[Records to process Boundary: Start]
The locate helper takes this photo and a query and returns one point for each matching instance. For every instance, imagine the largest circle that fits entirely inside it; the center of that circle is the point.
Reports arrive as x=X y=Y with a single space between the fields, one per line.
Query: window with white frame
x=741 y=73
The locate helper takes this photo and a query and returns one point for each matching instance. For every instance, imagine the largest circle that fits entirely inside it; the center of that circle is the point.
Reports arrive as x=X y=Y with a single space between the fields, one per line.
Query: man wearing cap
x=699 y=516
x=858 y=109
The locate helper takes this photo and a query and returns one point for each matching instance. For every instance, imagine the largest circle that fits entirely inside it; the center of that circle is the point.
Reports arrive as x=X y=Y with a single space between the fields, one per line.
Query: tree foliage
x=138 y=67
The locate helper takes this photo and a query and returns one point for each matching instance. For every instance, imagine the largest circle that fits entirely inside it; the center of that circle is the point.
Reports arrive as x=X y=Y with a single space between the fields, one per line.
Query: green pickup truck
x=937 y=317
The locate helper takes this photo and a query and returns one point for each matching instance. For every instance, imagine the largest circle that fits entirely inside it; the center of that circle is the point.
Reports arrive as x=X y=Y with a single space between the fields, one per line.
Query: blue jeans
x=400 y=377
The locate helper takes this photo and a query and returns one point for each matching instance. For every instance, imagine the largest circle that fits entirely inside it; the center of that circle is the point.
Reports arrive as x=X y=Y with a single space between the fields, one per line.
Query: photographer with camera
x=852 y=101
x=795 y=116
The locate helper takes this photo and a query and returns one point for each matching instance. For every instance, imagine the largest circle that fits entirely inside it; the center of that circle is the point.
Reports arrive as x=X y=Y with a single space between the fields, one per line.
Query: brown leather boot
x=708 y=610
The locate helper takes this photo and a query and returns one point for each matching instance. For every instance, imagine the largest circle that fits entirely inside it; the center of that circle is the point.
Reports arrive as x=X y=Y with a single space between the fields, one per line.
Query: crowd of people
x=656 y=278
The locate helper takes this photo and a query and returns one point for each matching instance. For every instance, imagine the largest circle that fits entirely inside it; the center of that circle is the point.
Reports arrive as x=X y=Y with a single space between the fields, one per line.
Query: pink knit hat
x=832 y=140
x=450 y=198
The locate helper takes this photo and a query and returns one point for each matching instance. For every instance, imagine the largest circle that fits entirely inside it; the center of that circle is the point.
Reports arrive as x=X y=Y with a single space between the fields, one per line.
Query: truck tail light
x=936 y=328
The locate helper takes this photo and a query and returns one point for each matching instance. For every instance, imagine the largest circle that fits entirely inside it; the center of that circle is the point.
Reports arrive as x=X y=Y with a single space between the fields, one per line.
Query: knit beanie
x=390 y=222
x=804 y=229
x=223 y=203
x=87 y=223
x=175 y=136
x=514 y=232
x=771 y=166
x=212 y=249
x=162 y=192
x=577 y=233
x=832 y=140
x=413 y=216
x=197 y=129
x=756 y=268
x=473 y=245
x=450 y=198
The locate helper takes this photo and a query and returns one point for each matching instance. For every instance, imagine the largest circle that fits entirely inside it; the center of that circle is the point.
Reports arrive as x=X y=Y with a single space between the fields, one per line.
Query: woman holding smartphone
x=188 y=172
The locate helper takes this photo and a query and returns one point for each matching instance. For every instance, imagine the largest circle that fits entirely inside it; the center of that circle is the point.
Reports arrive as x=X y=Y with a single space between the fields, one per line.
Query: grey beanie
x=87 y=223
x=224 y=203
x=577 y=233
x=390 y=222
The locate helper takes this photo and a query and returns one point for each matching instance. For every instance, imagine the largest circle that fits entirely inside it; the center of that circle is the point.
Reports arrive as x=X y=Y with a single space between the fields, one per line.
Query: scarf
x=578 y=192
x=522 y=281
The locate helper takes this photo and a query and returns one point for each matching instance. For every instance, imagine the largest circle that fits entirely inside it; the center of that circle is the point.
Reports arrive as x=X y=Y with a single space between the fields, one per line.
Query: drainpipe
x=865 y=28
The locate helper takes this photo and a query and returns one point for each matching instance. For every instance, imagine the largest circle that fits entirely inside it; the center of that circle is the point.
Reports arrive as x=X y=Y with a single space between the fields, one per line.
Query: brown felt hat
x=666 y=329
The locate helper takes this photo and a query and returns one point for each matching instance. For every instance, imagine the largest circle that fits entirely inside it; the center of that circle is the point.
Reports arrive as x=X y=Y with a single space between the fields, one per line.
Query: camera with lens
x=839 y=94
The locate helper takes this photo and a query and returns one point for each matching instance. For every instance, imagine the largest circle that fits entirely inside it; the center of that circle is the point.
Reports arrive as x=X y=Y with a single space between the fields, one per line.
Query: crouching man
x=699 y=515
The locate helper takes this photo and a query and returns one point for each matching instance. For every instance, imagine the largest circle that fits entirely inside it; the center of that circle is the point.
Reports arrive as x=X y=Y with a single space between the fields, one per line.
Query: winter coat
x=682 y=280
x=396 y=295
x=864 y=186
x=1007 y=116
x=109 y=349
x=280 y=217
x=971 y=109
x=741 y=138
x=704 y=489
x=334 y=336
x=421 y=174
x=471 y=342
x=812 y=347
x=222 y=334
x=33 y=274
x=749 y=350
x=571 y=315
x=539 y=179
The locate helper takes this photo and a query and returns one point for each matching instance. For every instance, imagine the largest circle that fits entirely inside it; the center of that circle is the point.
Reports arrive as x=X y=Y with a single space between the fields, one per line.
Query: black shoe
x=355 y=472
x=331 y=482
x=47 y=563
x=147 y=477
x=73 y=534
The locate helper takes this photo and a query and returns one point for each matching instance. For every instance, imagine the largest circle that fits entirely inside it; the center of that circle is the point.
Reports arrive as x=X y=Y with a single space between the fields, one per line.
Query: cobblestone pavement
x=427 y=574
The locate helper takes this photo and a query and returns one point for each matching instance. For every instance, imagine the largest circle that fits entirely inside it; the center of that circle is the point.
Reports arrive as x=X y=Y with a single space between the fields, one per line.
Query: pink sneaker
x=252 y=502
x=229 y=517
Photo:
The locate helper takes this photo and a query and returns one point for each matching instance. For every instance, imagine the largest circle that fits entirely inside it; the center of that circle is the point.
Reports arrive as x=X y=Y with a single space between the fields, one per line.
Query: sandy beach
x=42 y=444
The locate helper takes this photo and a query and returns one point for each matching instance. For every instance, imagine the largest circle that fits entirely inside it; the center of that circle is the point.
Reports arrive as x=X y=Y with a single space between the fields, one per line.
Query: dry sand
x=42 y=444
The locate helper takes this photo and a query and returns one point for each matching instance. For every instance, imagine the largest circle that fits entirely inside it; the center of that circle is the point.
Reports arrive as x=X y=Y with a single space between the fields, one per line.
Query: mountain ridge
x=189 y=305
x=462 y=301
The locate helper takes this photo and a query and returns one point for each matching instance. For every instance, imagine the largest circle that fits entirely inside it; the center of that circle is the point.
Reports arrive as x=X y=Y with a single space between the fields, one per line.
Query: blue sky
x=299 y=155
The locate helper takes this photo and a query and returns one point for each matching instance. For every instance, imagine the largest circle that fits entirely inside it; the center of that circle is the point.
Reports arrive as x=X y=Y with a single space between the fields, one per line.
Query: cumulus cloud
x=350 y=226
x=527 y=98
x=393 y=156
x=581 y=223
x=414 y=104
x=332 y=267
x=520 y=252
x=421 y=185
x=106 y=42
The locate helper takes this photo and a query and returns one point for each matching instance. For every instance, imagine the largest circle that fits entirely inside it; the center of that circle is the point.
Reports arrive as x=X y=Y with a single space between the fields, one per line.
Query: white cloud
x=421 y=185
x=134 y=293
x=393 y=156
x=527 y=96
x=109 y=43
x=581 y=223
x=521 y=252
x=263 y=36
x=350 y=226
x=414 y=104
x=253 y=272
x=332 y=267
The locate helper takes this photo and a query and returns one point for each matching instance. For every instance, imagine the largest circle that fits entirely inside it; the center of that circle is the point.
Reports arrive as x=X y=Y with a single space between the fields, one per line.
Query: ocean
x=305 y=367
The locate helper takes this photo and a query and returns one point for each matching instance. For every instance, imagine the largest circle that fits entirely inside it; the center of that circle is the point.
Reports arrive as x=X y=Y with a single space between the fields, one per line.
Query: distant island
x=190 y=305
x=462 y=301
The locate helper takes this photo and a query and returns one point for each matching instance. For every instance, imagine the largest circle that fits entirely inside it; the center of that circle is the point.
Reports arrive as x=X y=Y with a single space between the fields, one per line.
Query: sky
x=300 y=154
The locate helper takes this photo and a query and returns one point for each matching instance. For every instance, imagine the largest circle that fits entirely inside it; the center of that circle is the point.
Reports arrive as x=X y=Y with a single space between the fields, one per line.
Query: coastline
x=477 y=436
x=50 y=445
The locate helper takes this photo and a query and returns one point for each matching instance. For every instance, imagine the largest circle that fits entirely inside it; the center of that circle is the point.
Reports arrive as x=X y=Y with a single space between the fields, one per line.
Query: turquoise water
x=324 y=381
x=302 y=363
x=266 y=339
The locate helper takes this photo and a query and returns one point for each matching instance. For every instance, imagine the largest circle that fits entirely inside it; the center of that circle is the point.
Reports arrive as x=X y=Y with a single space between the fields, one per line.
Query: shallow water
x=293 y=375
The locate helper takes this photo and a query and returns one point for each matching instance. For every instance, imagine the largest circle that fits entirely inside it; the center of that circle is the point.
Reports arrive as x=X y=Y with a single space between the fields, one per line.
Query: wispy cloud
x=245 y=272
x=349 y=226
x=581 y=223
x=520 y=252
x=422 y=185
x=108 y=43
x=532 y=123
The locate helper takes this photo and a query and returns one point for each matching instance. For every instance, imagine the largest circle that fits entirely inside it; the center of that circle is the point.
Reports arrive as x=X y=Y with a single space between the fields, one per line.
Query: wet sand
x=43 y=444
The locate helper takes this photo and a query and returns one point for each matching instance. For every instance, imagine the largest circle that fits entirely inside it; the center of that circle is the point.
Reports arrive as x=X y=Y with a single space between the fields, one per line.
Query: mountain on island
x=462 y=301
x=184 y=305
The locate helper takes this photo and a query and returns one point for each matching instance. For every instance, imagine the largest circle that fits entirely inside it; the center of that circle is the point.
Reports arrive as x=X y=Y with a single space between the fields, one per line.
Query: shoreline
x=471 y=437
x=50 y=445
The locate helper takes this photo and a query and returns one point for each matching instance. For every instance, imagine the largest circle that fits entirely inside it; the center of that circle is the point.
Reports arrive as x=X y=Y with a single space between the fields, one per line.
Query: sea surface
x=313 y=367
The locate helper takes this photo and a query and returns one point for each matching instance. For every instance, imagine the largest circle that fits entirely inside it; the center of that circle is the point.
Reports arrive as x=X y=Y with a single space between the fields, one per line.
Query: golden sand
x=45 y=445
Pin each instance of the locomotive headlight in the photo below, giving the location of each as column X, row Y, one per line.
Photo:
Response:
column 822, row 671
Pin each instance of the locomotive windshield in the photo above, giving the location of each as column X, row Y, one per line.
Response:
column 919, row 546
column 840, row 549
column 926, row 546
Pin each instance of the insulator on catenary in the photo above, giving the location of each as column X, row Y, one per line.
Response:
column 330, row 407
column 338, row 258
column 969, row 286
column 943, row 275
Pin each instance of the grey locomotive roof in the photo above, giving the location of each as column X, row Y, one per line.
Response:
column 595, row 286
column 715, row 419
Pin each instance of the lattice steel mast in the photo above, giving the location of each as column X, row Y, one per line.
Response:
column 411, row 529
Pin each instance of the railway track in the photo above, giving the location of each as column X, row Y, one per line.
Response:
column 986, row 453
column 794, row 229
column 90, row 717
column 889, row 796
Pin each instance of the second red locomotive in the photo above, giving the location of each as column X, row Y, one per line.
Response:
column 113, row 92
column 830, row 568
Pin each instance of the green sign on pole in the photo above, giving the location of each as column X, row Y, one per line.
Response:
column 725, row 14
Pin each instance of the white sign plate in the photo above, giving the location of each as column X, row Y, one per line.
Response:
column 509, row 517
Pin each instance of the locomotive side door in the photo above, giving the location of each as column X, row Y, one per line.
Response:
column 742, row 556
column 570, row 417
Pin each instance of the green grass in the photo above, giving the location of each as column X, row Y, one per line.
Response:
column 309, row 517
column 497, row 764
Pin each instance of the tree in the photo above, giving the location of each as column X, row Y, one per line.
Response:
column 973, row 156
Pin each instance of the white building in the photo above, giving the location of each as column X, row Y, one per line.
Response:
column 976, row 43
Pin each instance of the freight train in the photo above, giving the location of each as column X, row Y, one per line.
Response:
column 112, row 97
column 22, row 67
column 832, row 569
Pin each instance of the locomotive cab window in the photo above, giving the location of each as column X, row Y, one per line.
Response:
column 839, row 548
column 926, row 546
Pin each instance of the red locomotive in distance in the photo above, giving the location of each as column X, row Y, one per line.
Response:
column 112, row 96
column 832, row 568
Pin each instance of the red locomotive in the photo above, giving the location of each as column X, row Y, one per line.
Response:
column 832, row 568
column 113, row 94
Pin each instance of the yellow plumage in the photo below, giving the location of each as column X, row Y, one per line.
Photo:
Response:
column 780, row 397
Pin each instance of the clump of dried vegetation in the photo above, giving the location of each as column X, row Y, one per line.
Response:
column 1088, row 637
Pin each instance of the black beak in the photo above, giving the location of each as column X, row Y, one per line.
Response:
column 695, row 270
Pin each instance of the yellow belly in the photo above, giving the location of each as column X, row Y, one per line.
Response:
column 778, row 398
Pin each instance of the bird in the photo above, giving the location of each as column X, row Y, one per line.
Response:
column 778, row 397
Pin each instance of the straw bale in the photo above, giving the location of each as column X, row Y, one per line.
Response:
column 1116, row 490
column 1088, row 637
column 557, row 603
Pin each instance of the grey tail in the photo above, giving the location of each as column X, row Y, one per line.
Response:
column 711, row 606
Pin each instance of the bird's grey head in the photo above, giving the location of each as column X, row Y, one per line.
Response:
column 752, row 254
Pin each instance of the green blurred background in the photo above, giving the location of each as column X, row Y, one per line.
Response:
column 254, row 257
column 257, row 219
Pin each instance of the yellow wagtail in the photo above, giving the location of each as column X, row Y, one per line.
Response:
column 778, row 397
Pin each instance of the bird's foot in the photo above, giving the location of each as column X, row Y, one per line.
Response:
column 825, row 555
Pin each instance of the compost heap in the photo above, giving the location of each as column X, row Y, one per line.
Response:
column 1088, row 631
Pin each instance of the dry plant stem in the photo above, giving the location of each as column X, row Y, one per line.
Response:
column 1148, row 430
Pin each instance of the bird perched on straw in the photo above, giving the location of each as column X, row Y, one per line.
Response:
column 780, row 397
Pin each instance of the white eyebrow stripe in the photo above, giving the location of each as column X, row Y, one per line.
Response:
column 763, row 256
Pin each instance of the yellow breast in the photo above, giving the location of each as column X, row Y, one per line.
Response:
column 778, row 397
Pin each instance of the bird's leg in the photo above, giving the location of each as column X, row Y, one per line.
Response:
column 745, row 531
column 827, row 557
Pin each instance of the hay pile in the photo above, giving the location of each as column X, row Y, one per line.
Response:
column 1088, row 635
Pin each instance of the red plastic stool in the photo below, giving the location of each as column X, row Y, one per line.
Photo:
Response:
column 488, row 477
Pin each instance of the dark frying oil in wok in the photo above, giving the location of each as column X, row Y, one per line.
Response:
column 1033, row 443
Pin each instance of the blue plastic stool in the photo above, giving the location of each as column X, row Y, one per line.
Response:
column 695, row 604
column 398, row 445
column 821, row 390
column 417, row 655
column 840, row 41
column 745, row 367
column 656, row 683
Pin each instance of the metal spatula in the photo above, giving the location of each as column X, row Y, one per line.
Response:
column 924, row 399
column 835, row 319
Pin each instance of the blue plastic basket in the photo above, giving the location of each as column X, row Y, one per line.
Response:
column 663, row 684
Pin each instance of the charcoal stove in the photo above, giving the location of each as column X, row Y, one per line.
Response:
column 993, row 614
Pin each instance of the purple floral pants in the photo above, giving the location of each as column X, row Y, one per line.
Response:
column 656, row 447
[Records to process Boundary: End]
## The problem
A count is needed of the lines in this data that contain "bird"; give the number and no other text.

## Written solution
5